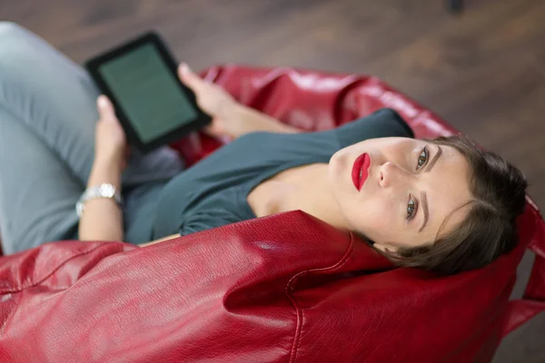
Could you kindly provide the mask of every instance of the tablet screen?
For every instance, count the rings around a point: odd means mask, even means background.
[[[190,123],[197,112],[152,44],[101,64],[108,83],[139,138],[147,142]]]

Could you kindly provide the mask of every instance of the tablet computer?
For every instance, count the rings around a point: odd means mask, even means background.
[[[127,142],[144,153],[211,121],[179,80],[176,62],[154,32],[89,59],[85,68],[112,101]]]

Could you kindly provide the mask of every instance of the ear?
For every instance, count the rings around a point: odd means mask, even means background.
[[[373,247],[377,250],[382,250],[384,253],[399,256],[397,253],[397,250],[398,250],[397,247],[387,246],[387,245],[381,244],[381,243],[375,243],[373,245]]]

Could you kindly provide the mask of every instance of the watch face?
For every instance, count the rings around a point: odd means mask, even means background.
[[[77,203],[75,203],[75,213],[77,214],[78,217],[81,218],[83,212],[84,212],[84,203],[82,203],[81,201],[78,201]]]

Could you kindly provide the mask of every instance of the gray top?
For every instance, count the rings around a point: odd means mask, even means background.
[[[246,197],[264,180],[296,166],[329,162],[340,149],[387,136],[414,136],[391,109],[379,110],[333,130],[243,135],[164,185],[149,240],[256,218]]]

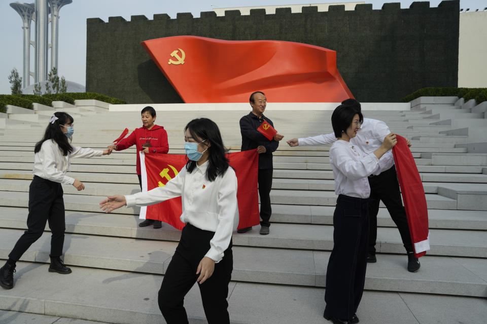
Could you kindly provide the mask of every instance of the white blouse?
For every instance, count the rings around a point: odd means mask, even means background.
[[[367,177],[379,168],[377,156],[364,154],[352,143],[337,140],[330,148],[330,163],[336,194],[369,197],[370,186]]]
[[[374,152],[382,145],[384,138],[391,133],[385,123],[377,119],[364,118],[364,123],[357,132],[357,136],[350,140],[350,142],[356,145],[366,154],[373,154]],[[300,146],[323,145],[333,144],[336,141],[334,133],[310,136],[298,139]],[[392,151],[390,150],[380,158],[379,168],[374,172],[377,175],[381,172],[388,170],[394,165],[394,157]]]
[[[215,232],[205,255],[216,262],[223,257],[228,247],[232,232],[238,224],[237,203],[237,177],[231,167],[213,181],[205,177],[209,162],[197,166],[189,173],[185,166],[164,187],[145,192],[125,196],[127,207],[147,206],[181,196],[183,223],[205,230]]]
[[[92,157],[103,155],[103,151],[79,147],[73,148],[73,151],[65,156],[57,143],[52,139],[45,141],[39,151],[34,155],[32,174],[54,182],[73,184],[75,179],[66,175],[69,171],[72,157]]]

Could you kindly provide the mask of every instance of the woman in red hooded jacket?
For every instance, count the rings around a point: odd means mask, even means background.
[[[116,151],[121,151],[135,145],[137,148],[136,172],[138,183],[142,189],[142,177],[141,172],[141,158],[138,152],[142,151],[145,154],[167,153],[169,144],[167,143],[167,133],[164,127],[155,125],[156,110],[150,106],[146,107],[141,112],[142,116],[142,127],[134,130],[130,135],[120,141],[116,145],[109,146]],[[154,228],[162,226],[161,221],[146,219],[138,224],[140,226],[148,226],[153,224]]]

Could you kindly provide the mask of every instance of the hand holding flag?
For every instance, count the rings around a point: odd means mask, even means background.
[[[274,129],[274,128],[270,126],[270,124],[264,120],[260,126],[257,129],[257,131],[261,134],[265,136],[269,141],[272,141],[274,138],[274,135],[277,133],[277,131]],[[282,138],[281,138],[282,139]]]

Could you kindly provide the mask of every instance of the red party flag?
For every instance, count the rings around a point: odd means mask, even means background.
[[[113,142],[116,144],[118,144],[118,142],[123,139],[123,138],[125,137],[125,135],[126,135],[127,134],[128,134],[128,129],[126,128],[125,129],[123,130],[123,132],[122,132],[122,134],[120,135],[120,136],[119,136],[117,139],[114,141]]]
[[[274,129],[274,128],[270,126],[270,124],[266,120],[264,120],[260,126],[257,129],[257,130],[268,139],[269,141],[272,141],[274,138],[274,135],[277,133],[277,131]]]
[[[185,167],[186,156],[171,154],[140,154],[144,191],[163,187]],[[238,228],[259,224],[259,200],[257,190],[258,155],[257,150],[236,152],[228,154],[230,165],[237,176],[237,200],[238,202]],[[140,218],[161,221],[178,229],[185,224],[181,197],[141,208]]]
[[[406,144],[406,139],[396,135],[397,144],[392,148],[397,178],[406,210],[411,240],[416,258],[430,250],[430,231],[428,225],[428,207],[425,189],[416,163]]]

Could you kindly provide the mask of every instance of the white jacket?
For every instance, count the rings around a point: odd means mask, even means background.
[[[72,157],[92,157],[103,155],[103,151],[79,147],[73,148],[73,151],[64,156],[57,143],[52,139],[45,141],[41,146],[41,150],[34,155],[32,174],[54,182],[73,184],[75,179],[65,175],[69,171],[69,160]]]

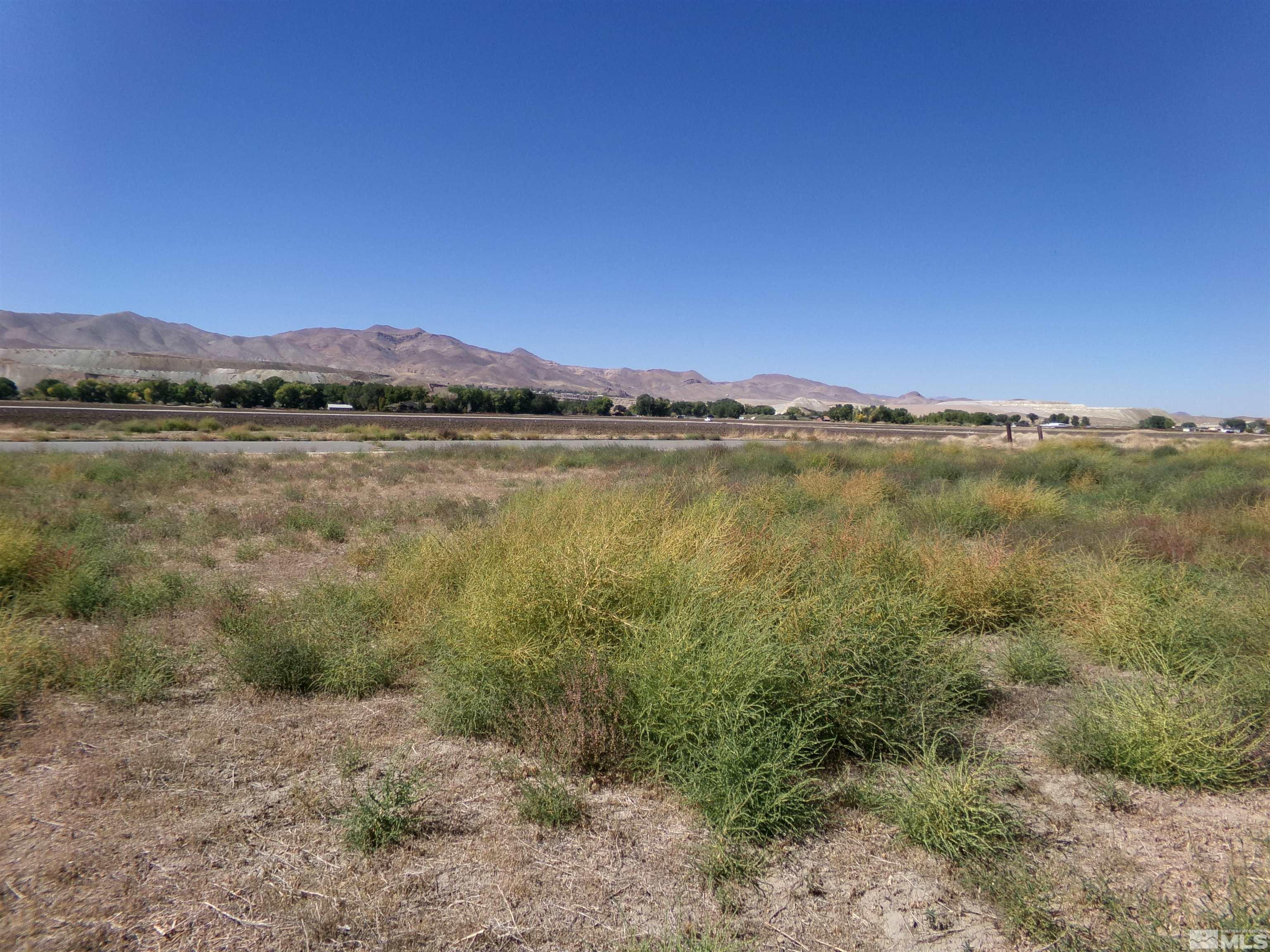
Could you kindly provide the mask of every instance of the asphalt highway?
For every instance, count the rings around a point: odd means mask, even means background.
[[[353,439],[50,439],[38,443],[3,442],[0,453],[64,452],[107,453],[116,449],[151,449],[161,453],[391,453],[410,449],[448,449],[451,447],[564,447],[566,449],[692,449],[701,447],[742,447],[752,439],[400,439],[367,443]],[[784,439],[763,440],[785,443]]]

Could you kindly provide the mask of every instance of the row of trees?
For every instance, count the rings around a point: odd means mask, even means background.
[[[772,416],[776,407],[742,404],[732,397],[723,397],[707,404],[704,400],[667,400],[665,397],[640,393],[631,404],[630,413],[636,416],[718,416],[735,420],[738,416]]]

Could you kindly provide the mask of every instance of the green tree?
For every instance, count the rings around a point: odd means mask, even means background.
[[[831,406],[827,416],[831,420],[837,420],[838,423],[851,423],[856,419],[856,407],[851,404],[838,404],[837,406]]]
[[[190,377],[177,387],[175,396],[178,404],[210,404],[212,402],[212,387]]]
[[[273,399],[278,406],[288,410],[298,410],[312,400],[314,388],[307,383],[283,383],[274,392]]]
[[[733,401],[735,402],[735,401]],[[740,404],[737,404],[739,407]],[[631,413],[636,416],[669,416],[671,415],[671,401],[665,397],[655,397],[649,393],[640,393],[635,397],[635,402],[631,404]],[[739,416],[740,413],[738,411]]]
[[[102,386],[100,381],[85,377],[75,385],[75,399],[85,404],[104,404],[110,396],[110,391]]]
[[[587,401],[587,413],[596,414],[596,416],[608,416],[610,411],[613,409],[612,397],[598,396],[592,397]]]
[[[719,416],[725,420],[735,420],[744,411],[744,406],[739,401],[732,397],[724,397],[723,400],[715,400],[709,406],[711,416]]]
[[[217,383],[212,390],[212,399],[221,406],[237,406],[237,387],[232,383]]]
[[[269,406],[273,402],[273,397],[269,396],[264,385],[257,383],[254,380],[239,381],[234,385],[234,390],[237,391],[239,406]]]

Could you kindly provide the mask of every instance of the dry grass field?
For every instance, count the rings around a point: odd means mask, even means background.
[[[0,947],[1270,929],[1270,448],[0,457]]]

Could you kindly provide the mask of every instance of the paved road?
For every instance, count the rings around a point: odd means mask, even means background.
[[[693,447],[743,447],[752,439],[403,439],[364,443],[352,439],[50,439],[38,443],[0,442],[0,453],[65,452],[108,453],[116,449],[154,449],[161,453],[391,453],[409,449],[448,449],[450,447],[563,447],[565,449],[606,449],[610,447],[639,449],[692,449]],[[784,439],[765,439],[785,443]]]

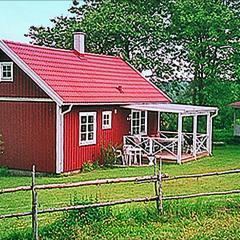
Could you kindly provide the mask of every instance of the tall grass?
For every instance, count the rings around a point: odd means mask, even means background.
[[[92,201],[74,199],[74,204]],[[239,209],[240,198],[228,196],[166,201],[162,215],[155,203],[74,210],[40,227],[40,239],[239,239]],[[215,226],[210,230],[196,231],[212,222]],[[31,239],[31,229],[13,232],[5,239]]]

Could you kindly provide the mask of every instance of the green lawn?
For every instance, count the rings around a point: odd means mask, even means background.
[[[240,146],[218,147],[214,156],[184,165],[164,164],[170,176],[189,173],[224,171],[240,168]],[[73,176],[38,177],[38,184],[76,182],[90,179],[143,176],[153,174],[152,167],[96,170]],[[0,177],[0,188],[29,185],[30,177]],[[164,195],[221,191],[240,188],[240,175],[207,177],[165,182]],[[39,191],[39,208],[68,205],[73,198],[86,196],[98,200],[152,196],[153,184],[115,184],[74,189]],[[31,195],[27,192],[0,195],[0,214],[29,211]],[[74,226],[74,236],[54,234],[43,239],[239,239],[240,196],[205,197],[164,203],[165,213],[158,216],[154,203],[113,207],[113,216]],[[42,215],[40,231],[62,214]],[[57,220],[58,221],[58,220]],[[49,225],[49,226],[50,226]],[[30,218],[0,220],[0,239],[17,239],[19,232],[30,227]],[[55,227],[56,229],[57,227]],[[61,228],[62,229],[62,228]],[[77,229],[77,230],[76,230]],[[17,231],[16,235],[12,235]],[[62,230],[61,230],[62,231]],[[58,232],[61,232],[60,230]],[[65,232],[67,232],[66,230]],[[70,230],[69,230],[70,231]],[[53,237],[54,236],[54,237]],[[64,237],[65,236],[65,237]],[[19,237],[24,239],[24,237]]]

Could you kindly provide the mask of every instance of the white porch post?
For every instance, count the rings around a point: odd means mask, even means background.
[[[193,116],[193,156],[197,157],[197,119],[198,115]]]
[[[182,114],[178,114],[178,152],[177,163],[181,164],[182,161]]]
[[[212,155],[212,117],[211,113],[207,114],[207,151]]]
[[[161,112],[158,112],[158,132],[161,131]]]

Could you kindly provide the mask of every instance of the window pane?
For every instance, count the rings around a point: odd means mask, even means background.
[[[93,116],[88,116],[88,123],[93,123]]]
[[[139,134],[139,128],[133,127],[133,134]]]
[[[145,125],[141,125],[141,132],[142,132],[142,133],[145,132]]]
[[[141,112],[141,117],[142,117],[142,118],[145,118],[145,111],[142,111],[142,112]]]
[[[86,123],[87,122],[87,117],[86,116],[82,116],[81,117],[81,123]]]
[[[87,131],[87,126],[86,125],[82,125],[81,126],[81,132],[86,132]]]
[[[89,132],[92,132],[92,131],[93,131],[93,124],[89,124],[89,125],[88,125],[88,131],[89,131]]]
[[[86,141],[87,140],[87,134],[81,134],[81,141]]]
[[[139,118],[139,112],[133,112],[133,119]]]
[[[88,133],[88,140],[93,140],[93,133]]]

::::

> PROBLEM DETAILS
Can you print the stretch of the listing from the line containing "the green lawn?" through the line containing "[[[161,112],[158,112],[158,132],[161,131]]]", both included, character for character?

> EXERCISE OUTPUT
Could you kindly provide the mask of every instance of the green lawn?
For every instance, count the rings around a point: odd means mask, even means background.
[[[240,146],[218,147],[214,156],[184,165],[164,164],[170,176],[189,173],[224,171],[240,168]],[[73,176],[38,177],[38,184],[76,182],[90,179],[143,176],[153,174],[152,167],[96,170]],[[0,177],[0,188],[29,185],[30,177]],[[164,195],[221,191],[240,188],[240,175],[207,177],[165,182]],[[39,191],[39,208],[68,205],[73,198],[86,196],[98,200],[152,196],[153,184],[115,184],[74,189]],[[31,195],[27,192],[0,195],[0,214],[29,211]],[[74,226],[74,236],[54,234],[43,239],[239,239],[240,196],[205,197],[164,203],[165,213],[158,216],[154,203],[113,207],[113,216]],[[42,215],[40,231],[62,214]],[[57,220],[58,221],[58,220]],[[49,225],[49,226],[50,226]],[[30,218],[0,220],[0,239],[17,239],[19,232],[30,227]],[[55,227],[56,229],[57,227]],[[61,228],[62,229],[62,228]],[[77,229],[77,230],[76,230]],[[17,231],[16,235],[12,235]],[[62,230],[61,230],[62,231]],[[58,232],[61,232],[60,230]],[[65,232],[67,232],[66,230]],[[70,230],[69,230],[70,231]],[[53,237],[54,236],[54,237]],[[64,237],[65,236],[65,237]],[[19,237],[24,239],[24,237]]]

Could you kindly provide the mask of every instance of the white porch post?
For every instance, count the rings around a point: odd means mask, even means background.
[[[193,116],[193,156],[197,157],[197,119],[198,115]]]
[[[182,114],[178,114],[178,152],[177,163],[181,164],[182,161]]]
[[[212,155],[212,117],[211,113],[207,114],[207,151]]]
[[[161,112],[158,112],[158,132],[161,131]]]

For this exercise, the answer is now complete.